<<<<
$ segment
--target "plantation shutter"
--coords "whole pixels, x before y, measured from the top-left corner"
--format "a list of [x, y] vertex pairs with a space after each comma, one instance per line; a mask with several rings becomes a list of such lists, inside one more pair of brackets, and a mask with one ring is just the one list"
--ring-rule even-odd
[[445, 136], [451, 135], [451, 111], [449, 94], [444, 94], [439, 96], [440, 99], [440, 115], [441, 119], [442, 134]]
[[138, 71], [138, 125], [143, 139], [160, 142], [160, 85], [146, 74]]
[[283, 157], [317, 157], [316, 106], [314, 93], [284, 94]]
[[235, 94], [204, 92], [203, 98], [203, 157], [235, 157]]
>>>>
**TASK REQUIREMENTS:** Copy every line of the listing above without changing a single character.

**COMPLETE OUTPUT:**
$ segment
--target "plantation shutter"
--coords "whole pixels, x before y, measured from the top-left corner"
--format "a list of [x, y] vertex pairs with a space after each comma, one instance per line; a mask with several rings becomes a list of such lists, inside one more pair of brackets, and a mask with one ring is just the one list"
--ring-rule even-odd
[[445, 136], [451, 135], [451, 111], [449, 94], [444, 94], [439, 96], [440, 99], [440, 115], [441, 119], [442, 134]]
[[138, 71], [138, 125], [143, 139], [160, 142], [160, 85], [146, 74]]
[[283, 157], [317, 157], [316, 106], [314, 93], [284, 94]]
[[235, 94], [204, 92], [203, 98], [203, 157], [235, 157]]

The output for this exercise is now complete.